◆ SUPPLIED RECORDS
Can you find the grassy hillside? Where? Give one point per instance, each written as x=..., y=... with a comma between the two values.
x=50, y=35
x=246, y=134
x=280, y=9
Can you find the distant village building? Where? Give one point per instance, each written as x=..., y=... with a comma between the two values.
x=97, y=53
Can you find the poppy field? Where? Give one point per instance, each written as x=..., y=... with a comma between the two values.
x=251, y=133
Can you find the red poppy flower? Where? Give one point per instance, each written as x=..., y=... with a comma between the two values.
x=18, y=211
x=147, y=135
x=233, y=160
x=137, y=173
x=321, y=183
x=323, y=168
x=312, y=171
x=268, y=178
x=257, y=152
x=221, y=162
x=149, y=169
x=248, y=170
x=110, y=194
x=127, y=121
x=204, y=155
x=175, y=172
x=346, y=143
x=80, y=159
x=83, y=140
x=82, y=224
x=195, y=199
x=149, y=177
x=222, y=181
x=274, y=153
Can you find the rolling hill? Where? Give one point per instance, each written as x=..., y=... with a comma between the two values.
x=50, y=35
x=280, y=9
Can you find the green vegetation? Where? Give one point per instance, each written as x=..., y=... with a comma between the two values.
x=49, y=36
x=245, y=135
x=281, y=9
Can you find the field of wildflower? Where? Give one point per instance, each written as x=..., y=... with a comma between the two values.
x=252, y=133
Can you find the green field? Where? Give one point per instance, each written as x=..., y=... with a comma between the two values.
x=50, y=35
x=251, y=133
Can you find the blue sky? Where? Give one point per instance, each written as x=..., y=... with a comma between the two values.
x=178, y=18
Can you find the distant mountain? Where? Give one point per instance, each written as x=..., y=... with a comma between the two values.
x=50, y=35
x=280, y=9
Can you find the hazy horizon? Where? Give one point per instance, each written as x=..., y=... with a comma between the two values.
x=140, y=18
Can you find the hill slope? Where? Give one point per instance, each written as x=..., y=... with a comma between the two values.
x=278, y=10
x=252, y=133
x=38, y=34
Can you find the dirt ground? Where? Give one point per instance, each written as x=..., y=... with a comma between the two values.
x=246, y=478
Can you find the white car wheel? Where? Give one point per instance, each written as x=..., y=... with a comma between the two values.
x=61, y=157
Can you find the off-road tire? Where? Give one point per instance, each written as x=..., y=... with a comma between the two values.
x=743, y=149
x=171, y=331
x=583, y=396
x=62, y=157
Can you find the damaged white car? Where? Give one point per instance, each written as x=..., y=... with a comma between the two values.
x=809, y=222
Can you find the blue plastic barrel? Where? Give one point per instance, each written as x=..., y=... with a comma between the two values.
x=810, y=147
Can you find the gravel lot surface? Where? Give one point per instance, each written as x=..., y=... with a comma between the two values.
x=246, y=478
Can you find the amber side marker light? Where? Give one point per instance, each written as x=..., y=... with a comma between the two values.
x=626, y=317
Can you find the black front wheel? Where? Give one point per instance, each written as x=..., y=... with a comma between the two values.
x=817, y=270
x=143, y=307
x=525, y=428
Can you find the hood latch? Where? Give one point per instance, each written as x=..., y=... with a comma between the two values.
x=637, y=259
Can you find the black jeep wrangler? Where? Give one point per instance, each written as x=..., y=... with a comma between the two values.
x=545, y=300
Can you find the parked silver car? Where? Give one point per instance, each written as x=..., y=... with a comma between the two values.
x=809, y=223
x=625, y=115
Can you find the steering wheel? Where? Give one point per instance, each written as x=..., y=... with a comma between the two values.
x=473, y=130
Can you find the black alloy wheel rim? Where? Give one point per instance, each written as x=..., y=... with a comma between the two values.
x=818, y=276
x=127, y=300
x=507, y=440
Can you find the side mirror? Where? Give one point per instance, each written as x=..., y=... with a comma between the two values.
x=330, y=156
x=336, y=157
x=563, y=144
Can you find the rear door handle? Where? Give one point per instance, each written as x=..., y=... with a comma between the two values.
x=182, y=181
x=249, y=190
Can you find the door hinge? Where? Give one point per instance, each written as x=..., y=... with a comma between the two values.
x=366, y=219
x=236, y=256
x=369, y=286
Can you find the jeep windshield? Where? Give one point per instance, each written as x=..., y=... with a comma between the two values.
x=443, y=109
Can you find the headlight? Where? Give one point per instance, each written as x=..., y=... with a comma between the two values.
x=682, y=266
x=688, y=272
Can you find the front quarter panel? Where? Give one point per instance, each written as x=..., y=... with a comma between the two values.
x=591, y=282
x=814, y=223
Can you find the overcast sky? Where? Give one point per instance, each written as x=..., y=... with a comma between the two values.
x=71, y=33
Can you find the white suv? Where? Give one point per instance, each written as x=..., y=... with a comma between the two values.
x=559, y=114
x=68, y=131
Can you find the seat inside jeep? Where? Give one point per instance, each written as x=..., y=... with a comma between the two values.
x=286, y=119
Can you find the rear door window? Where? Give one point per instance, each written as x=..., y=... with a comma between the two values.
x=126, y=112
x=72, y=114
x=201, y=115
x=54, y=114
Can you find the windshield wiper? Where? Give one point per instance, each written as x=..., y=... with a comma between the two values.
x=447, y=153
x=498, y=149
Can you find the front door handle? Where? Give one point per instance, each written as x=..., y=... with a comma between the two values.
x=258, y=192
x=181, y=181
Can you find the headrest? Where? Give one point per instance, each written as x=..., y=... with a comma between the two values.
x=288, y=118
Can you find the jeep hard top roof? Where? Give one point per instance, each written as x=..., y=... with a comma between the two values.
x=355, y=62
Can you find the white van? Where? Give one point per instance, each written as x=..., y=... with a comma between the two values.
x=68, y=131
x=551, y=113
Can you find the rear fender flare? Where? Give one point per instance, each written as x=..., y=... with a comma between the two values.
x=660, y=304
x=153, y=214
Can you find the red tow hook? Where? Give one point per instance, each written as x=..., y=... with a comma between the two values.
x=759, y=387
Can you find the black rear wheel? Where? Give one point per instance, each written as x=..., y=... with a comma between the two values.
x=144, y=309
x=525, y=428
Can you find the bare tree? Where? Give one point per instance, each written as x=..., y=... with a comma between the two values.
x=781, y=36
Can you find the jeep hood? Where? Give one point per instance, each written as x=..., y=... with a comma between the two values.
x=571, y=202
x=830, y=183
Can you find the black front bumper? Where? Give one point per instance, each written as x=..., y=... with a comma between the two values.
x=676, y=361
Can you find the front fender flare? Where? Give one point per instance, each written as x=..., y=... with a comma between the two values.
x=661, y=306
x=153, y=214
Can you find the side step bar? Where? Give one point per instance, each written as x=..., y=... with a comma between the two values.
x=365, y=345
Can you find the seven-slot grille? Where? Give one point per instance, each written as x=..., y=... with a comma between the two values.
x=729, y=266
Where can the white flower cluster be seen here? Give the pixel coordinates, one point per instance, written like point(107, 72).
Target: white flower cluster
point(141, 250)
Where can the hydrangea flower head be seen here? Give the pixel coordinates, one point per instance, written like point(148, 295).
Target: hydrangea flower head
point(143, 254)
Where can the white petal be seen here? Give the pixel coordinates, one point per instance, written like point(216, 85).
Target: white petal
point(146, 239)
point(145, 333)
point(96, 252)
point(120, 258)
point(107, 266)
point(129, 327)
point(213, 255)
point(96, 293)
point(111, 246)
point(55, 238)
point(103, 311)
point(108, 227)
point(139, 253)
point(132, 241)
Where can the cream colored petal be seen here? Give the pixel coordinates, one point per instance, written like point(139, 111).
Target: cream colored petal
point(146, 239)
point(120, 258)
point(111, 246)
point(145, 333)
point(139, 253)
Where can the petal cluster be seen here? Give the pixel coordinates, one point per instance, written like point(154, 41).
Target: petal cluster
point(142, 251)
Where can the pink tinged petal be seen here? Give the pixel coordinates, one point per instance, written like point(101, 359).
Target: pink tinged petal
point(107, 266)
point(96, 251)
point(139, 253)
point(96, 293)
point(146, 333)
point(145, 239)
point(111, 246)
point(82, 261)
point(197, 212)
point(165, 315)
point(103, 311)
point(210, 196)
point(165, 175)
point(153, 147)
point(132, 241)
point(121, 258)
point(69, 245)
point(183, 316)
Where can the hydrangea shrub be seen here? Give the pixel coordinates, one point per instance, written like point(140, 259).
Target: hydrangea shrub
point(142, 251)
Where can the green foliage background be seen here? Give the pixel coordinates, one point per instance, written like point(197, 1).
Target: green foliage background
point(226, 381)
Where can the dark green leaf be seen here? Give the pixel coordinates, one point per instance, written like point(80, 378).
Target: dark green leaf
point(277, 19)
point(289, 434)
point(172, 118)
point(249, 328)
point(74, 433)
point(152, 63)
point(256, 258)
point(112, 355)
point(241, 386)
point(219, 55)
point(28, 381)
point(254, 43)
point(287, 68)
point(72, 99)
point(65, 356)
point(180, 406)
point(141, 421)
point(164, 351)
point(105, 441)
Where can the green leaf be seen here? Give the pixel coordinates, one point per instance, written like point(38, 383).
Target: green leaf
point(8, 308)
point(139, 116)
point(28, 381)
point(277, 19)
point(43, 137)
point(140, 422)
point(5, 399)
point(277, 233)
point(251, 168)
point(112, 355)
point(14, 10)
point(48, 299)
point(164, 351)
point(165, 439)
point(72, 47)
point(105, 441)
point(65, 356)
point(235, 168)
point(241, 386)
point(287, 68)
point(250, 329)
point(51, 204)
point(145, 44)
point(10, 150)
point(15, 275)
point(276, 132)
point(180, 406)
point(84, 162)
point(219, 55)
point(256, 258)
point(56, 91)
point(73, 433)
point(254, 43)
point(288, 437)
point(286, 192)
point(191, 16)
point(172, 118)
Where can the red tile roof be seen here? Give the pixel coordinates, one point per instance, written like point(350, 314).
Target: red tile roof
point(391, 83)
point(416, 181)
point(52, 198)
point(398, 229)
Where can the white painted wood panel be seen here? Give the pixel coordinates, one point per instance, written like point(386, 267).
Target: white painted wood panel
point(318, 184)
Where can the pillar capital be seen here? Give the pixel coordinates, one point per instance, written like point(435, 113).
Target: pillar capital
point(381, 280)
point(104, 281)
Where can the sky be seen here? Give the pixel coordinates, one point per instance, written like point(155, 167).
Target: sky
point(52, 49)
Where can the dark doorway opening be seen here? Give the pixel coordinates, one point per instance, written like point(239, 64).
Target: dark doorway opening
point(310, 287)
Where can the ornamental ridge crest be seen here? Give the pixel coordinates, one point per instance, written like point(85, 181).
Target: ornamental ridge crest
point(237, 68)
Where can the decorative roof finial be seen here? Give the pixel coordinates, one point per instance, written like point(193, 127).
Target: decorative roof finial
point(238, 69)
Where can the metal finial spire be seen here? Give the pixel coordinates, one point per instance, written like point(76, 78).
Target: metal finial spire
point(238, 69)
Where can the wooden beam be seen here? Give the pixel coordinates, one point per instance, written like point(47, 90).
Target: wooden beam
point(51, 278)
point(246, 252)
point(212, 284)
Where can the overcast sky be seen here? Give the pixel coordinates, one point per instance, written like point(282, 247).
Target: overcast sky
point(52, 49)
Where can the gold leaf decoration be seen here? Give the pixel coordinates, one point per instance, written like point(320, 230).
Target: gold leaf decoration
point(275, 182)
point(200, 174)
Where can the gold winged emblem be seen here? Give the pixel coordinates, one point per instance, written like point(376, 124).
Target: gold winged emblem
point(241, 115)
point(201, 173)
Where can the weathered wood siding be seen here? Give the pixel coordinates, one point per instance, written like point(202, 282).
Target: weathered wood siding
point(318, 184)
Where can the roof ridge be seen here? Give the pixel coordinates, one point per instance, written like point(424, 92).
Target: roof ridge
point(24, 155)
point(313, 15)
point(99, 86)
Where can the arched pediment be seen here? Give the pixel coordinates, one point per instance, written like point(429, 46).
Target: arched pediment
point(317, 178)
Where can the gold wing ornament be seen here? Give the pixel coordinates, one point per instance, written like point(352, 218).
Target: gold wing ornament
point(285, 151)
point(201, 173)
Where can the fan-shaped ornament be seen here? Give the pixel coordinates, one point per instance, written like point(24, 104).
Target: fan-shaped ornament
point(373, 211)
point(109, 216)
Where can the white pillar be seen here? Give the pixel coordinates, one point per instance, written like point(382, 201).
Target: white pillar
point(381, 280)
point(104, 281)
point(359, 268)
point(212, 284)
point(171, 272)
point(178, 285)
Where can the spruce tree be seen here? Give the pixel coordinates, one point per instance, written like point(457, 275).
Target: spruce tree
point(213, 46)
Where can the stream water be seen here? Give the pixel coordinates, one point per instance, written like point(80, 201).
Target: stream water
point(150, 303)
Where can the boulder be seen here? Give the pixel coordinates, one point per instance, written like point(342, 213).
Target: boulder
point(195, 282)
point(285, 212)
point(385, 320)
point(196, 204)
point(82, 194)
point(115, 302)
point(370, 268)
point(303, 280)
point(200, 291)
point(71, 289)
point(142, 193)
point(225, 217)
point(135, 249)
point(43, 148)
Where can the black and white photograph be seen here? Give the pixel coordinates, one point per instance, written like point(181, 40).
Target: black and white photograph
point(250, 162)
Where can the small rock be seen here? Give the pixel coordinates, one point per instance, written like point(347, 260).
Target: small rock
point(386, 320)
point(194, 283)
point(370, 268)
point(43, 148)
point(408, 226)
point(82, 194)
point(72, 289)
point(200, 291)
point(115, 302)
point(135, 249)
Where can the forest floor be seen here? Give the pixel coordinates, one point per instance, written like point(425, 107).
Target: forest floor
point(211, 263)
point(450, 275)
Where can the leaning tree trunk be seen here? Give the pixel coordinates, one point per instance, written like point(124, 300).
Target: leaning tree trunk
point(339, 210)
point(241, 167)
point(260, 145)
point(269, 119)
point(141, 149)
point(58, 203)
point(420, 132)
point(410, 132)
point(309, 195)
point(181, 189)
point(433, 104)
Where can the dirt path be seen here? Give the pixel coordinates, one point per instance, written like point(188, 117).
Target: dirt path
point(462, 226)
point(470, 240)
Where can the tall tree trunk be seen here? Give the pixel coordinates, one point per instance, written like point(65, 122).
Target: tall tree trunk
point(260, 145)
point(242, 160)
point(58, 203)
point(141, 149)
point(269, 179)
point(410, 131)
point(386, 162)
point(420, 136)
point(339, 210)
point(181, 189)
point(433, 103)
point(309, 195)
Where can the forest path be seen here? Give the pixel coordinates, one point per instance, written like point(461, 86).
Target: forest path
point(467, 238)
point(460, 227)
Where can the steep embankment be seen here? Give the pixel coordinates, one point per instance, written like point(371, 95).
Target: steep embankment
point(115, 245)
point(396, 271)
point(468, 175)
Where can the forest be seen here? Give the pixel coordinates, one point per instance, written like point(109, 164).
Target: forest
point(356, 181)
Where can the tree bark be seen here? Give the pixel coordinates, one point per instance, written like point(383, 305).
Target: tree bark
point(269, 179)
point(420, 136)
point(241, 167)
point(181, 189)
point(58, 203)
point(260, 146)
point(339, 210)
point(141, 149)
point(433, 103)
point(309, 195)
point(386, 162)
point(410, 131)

◆ TO DO
Rewrite every line from the very first one above down to the line containing "x=140, y=18", both included and requests kept as they are. Rescale each answer coordinate by multiplying it by 2.45 and rounding to a whole number, halves up.

◆ TASK OUTPUT
Can you find the grassy hillside? Where? Give one point per instance, each written as x=..., y=... with a comma between the two values.
x=123, y=86
x=603, y=328
x=686, y=22
Can you find the distant village building? Where? Give one point per instance, each written as x=..., y=... with a comma between the two values.
x=238, y=130
Can you find the poppy field? Where? Give one point per instance, each written as x=..., y=... with a comma between the two values.
x=615, y=326
Can you find the red poppy flower? Where? Give one point per instance, each written as x=..., y=... with a comma between the two values.
x=44, y=517
x=360, y=331
x=571, y=392
x=336, y=424
x=786, y=448
x=791, y=412
x=764, y=419
x=657, y=436
x=630, y=372
x=541, y=397
x=365, y=414
x=608, y=417
x=270, y=475
x=311, y=296
x=500, y=380
x=429, y=421
x=848, y=350
x=196, y=390
x=203, y=343
x=201, y=549
x=478, y=488
x=365, y=434
x=544, y=443
x=671, y=375
Can you find the rolling hill? Where? Give one point per instance, each written as x=..., y=... with a comma between the two values.
x=123, y=86
x=686, y=22
Can you find the green vegetation? Where? Give one point per instance, each written as x=..., y=... with a comma between the two values.
x=120, y=88
x=600, y=331
x=688, y=22
Can you find the field of wildflower? Where? Give one point per instance, each written as x=..., y=... with a comma between the two values.
x=617, y=326
Can you find the green field? Where? Give one point per instance, each written as x=..., y=... with a comma between the two values.
x=123, y=86
x=615, y=326
Can you find the blue sky? Where? Give one point per instance, each written as x=..., y=... with a comma between the two values.
x=436, y=44
Can you find the distant mountain? Where? Give one point per instance, each written as x=..., y=... with a comma between the two values.
x=123, y=86
x=686, y=22
Can you find the hazy horizon? Where? Give one point per instance, each written as x=..., y=... with a comma between the two values.
x=343, y=44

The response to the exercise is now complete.